The fundamental human importance of attachments cannot be overstated; they are the stuff of life itself. They are the only elements that we humans can rely on to make sense of our existence; they are the very building blocks of one’s being: the people, places, objects and events we believe in. For a young person to wake up one morning to find that all the foundations that have life’s meaning have been precipitously removed inevitably results in emotional dysfunction capable of disrupting their lives into adulthood and beyond.
The most serious form of attachment disorder, known as Reactive Attachment Disorder, results in children’s inability to establish healthy relationships with the adults in their lives. Their emotional development stagnates, they lack trust and self-worth, they avoid becoming close to anyone, display anger and experience an unquenchable need to be in control. A child with an attachment disorder feels unsafe and alone.
The disruption of their early life can cause relationships to be impaired into adulthood. Reactive Attachment Disorder is generic in children in foster care. The classic symptoms include the avoidance of eye contact, inability to smile, failure to engage, non-communication and spending a lot of time rocking to comfort themselves (my wife Adele still displays this latter characteristic sixty years after having been taken into foster care!) Attachment disorders will take much more than kindness to repair. In order to re-connect, it will take months – even years – of patient perseverance to help your foster child feel protected and able to develop healthy, deep, and loving relationships.
Above all, it must be constantly borne in mind that the normal instincts of parenting do not apply when dealing with children in the grip of attachment disorders. Anyone having raised their own children will have developed stock responses to issues such as misbehaviour, disobedience, waywardness and so on. With disordered children, those stock responses will not be effective and, indeed, will probably be counter-productive. The art of behaviour management will have to be re-learned to begin to cope with the condition, and it will need to be founded on a heartfelt understanding of the emotional impact of loss of attachments.
To muddy the waters still further, dealing with attachment disorders (by definition, issues which relate to the past) will need to be closely followed by the need to resolve issues which relate to the future. The child newly in foster care will have to deal with the future impact of their predicament, despite inevitably having low self-worth, lack of any sense of belonging, plagued by the ‘odd-one-out’ syndrome and having their confidence shattered, etc. The carer’s techniques for building the child’s resilience to the inescapable pressures and challenges they will face in society – particularly in school – will need to be finely honed and practiced if the child is to survive in what appears to be a hostile world.

- [Supplied information]
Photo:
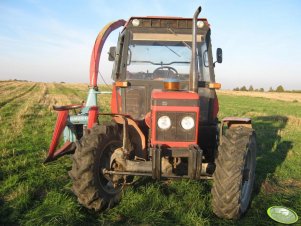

- [Exercise requirements]
1. Retype the part of the passage on attachment disorders that begins with the words "The most serious" and ends after the words "unsafe and alone.".
2. Answer these questions from the passage on attachment disorders:
(a) What is the most serious form of attachment disorder called?
(b) How long can re-connecting with a foster child take?
(c) Which setting in society is singled out as a place where the child will face pressures and challenges?
The data has no connection to the passage on attachment disorders.

- [Responses by item number]
1.
The most serious form of attachment disorder, known as Reactive Attachment Disorder, results in children’s inability to establish healthy relationships with the adults in their lives. Their emotional development stagnates, they lack trust and self-worth, they avoid becoming close to anyone, display anger and experience an unquenchable need to be in control. A child with an attachment disorder feels unsafe and alone.

2.
(a) Reactive Attachment Disorder
(b) Months, or even years
(c) School